▶ _GOAL OF THE EXERCISE_: Update the rows below by changing every "sample" to "example" and leaving everything else the same.

— START OF MATERIAL SHOWN —

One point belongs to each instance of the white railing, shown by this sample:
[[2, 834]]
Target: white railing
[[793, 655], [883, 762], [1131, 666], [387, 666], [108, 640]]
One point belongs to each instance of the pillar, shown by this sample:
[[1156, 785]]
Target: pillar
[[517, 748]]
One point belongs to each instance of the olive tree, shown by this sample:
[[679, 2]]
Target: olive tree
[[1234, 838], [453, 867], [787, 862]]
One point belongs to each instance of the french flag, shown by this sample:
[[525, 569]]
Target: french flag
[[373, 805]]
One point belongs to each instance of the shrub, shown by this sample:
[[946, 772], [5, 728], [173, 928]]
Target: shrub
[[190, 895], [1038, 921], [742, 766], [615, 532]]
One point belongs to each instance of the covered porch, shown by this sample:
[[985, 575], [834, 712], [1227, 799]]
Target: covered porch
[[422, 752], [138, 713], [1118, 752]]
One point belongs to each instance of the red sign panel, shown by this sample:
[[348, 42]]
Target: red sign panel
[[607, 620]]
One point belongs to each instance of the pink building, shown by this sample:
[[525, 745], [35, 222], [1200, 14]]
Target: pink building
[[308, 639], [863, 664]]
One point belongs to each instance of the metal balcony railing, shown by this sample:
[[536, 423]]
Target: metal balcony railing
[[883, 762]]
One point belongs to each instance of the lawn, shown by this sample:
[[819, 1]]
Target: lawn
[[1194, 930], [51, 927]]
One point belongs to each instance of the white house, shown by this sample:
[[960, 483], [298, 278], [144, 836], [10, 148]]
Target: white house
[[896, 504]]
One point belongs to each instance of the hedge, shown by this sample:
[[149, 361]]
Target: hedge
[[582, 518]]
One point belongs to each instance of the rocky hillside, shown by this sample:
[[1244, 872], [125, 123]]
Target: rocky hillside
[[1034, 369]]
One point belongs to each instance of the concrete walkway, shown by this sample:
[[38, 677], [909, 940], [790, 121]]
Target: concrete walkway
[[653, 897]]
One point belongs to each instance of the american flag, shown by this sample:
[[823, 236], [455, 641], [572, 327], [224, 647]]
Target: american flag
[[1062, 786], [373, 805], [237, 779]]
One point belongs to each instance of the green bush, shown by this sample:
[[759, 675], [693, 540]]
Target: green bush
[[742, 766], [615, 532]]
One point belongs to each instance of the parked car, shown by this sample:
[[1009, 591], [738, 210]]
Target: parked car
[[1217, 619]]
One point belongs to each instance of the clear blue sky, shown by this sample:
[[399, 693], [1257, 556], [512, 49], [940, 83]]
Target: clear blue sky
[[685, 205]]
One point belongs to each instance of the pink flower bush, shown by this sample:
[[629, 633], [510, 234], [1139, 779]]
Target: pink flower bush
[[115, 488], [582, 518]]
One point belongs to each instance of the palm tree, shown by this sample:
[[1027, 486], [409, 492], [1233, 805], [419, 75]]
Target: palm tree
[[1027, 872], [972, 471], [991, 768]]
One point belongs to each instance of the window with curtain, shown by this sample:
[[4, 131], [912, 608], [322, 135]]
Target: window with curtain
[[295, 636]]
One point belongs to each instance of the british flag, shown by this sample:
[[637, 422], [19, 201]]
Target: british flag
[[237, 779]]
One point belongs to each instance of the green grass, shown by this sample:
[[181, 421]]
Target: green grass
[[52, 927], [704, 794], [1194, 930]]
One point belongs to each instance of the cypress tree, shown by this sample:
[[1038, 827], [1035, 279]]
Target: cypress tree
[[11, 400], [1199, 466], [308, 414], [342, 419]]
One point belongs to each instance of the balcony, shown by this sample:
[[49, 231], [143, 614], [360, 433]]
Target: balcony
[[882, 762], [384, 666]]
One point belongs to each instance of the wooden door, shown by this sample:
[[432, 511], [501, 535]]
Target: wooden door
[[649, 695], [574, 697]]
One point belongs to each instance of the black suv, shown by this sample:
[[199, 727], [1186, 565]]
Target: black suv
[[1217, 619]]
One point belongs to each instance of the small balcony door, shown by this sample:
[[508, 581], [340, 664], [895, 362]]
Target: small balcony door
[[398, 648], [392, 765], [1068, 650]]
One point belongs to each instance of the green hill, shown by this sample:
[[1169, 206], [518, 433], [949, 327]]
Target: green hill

— END OF MATERIAL SHOWN —

▶ _REPLY TO THE EXERCISE_:
One point belongs to each instance of the white railing, shown by this example:
[[2, 834]]
Target: white railing
[[793, 655], [883, 762], [1131, 666], [387, 666], [108, 640]]
One point belongs to each instance of the pillar, shown by this example:
[[1156, 785]]
Target: pillar
[[517, 748]]
One point belongs to each instance of the olive tree, shown by this example:
[[679, 2]]
Target: olive tree
[[1234, 838], [453, 867], [787, 862]]
One point belongs to each instance of the french flag, shown by this example:
[[525, 569]]
Target: french flag
[[373, 805]]
One point belongs to each instance of the shrub, shown by this example:
[[946, 772], [5, 728], [173, 928]]
Target: shrub
[[190, 895], [1038, 921], [742, 766], [615, 532]]
One point belongs to each instance of the covered porch, shown by this example:
[[985, 575], [834, 712], [1227, 799]]
Target: covered porch
[[422, 752], [138, 713], [1118, 752]]
One point belongs to each instance of the red sign panel, shown by this example:
[[348, 42]]
Target: red sign panel
[[607, 620]]
One point belongs to each instance of the pink building, shown by this example:
[[525, 745], [35, 222], [1200, 14]]
Target: pink building
[[308, 639], [863, 664]]
One point belongs to each instance of the metal balcony railing, shown by this example:
[[536, 423]]
Target: metal balcony railing
[[883, 762]]
One point belongs to each instance of the lawn, shown by this example:
[[819, 1]]
Target: lawn
[[1194, 930], [51, 927]]
One point belongs to each instance of the white house, shown by this example:
[[960, 483], [298, 278], [144, 836], [10, 148]]
Target: white house
[[896, 504]]
One point belongs to each instance of the hedge, shown by this example:
[[149, 361]]
Target: hedge
[[582, 518]]
One point belongs to each instance of the rocky hillside, shown by this example:
[[1244, 872], [125, 123]]
Target: rocky hillside
[[1034, 369]]
One point belongs to each instance of the concrete walkway, shown by this example:
[[38, 677], [909, 940], [790, 121]]
Target: concrete walkway
[[653, 897]]
One point belongs to each instance of the american flag, shown by this example:
[[823, 236], [455, 641], [572, 327], [224, 647]]
Target: american flag
[[1062, 786], [373, 805], [237, 779]]
One point belongs to each instance of the green bush, shown by this example:
[[759, 675], [693, 540]]
Target: green bush
[[742, 766], [615, 532]]
One point belongs to each instance of the parked car, shown by this example:
[[1009, 591], [738, 210]]
Target: parked car
[[1217, 619]]
One point belongs to each instance of the clear blue sky, shown by this example:
[[399, 693], [1257, 556], [512, 49], [940, 83]]
Target: clear blue sky
[[685, 205]]
One point belongs to each instance of the pink flower bush, shown by this example:
[[629, 633], [510, 234], [1139, 779]]
Target: pink flower bush
[[115, 488], [582, 518]]
One point belongs to each instance of the palm tree, shown by this example:
[[1027, 486], [409, 492], [1233, 805], [419, 75]]
Target: palm tree
[[1027, 872], [972, 471], [991, 768]]
One point belongs to each instance of the window with curtain, shown by this example:
[[4, 131], [912, 608], [322, 135]]
Target: window with curtain
[[295, 636]]
One point belongs to each instance of the british flag, shown by this example:
[[637, 422], [19, 201]]
Target: british flag
[[237, 779]]
One point belongs to each instance of the green grass, shown by this example:
[[181, 421]]
Target: green grass
[[52, 927], [704, 794], [1194, 930]]
One point belongs to each instance of the cypress tree, shown by this example:
[[1038, 827], [1035, 279]]
Target: cypress tree
[[11, 400], [1199, 466], [308, 414], [342, 419]]
One point belongs to each instance of the balcony, shown by this example:
[[49, 231], [143, 614], [360, 433]]
Target: balcony
[[882, 762], [384, 666]]
One point belongs to each instance of the wooden door, shown by this example:
[[432, 511], [501, 535]]
Target: wooden door
[[649, 695], [574, 697]]
One point belongs to each instance of the black suv, shown by this example:
[[199, 727], [1186, 565]]
Target: black suv
[[1217, 619]]
One point belongs to each instance of the small balcony door, shown by this example:
[[508, 581], [340, 664], [895, 362]]
Target: small balcony door
[[398, 648], [392, 765], [1068, 650]]
One point belongs to each instance of the green hill, shown by this example:
[[1169, 206], [518, 433], [949, 327]]
Target: green hill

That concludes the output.